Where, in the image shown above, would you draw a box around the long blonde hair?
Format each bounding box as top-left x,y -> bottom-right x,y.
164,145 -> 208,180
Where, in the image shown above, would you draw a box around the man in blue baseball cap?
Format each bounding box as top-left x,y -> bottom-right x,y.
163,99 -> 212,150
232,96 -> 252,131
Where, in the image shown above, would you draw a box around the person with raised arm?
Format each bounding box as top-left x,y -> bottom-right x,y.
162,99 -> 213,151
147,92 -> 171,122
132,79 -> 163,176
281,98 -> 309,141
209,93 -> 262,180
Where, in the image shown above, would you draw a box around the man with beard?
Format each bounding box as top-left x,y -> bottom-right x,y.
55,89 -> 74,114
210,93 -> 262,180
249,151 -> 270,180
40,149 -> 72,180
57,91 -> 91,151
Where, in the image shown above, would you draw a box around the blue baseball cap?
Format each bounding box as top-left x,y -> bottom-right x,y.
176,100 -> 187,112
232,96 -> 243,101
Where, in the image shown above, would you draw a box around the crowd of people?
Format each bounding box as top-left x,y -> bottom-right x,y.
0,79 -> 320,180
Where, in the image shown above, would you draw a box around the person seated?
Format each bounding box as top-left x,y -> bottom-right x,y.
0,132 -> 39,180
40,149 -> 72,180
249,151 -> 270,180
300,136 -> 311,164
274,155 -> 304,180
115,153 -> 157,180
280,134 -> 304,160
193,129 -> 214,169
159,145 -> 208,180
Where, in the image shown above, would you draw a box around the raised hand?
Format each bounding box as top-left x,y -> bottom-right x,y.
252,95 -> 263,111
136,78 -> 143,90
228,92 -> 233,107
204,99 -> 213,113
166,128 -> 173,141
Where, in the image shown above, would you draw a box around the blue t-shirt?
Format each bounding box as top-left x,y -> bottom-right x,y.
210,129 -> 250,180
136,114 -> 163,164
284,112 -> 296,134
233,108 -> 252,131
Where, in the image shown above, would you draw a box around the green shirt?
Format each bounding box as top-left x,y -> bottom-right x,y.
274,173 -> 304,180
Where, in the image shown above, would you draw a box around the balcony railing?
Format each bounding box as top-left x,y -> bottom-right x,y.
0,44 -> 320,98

------------------------

> **What is asked**:
Extract every line of the data above that contains the word "would". Treat case as significant.

> **Answer to this task**:
Where, in the image shown above, would you draw a box around the long blonde hair?
Where, in the image shown above, would you draw a box around the man in blue baseball cap?
Where, in the image shown above, would you draw a box around the person with raised arm?
Where, in the image shown above, would you draw a box around the man with beard?
Where, in the image shown above, would you draw a box around the blue baseball cap?
Where, in the image shown above, would you draw a box around the crowd of people?
Where, in the image shown above, would you draw a box around the person seated?
Where, in the image shown above, would you draw a box around the raised hand?
Where, in the image shown above, would you draw a box around the blue t-shirt?
Where, in the image shown above, would you draw a box around the green shirt?
Where, in the image shown above, would you draw a box around the balcony railing?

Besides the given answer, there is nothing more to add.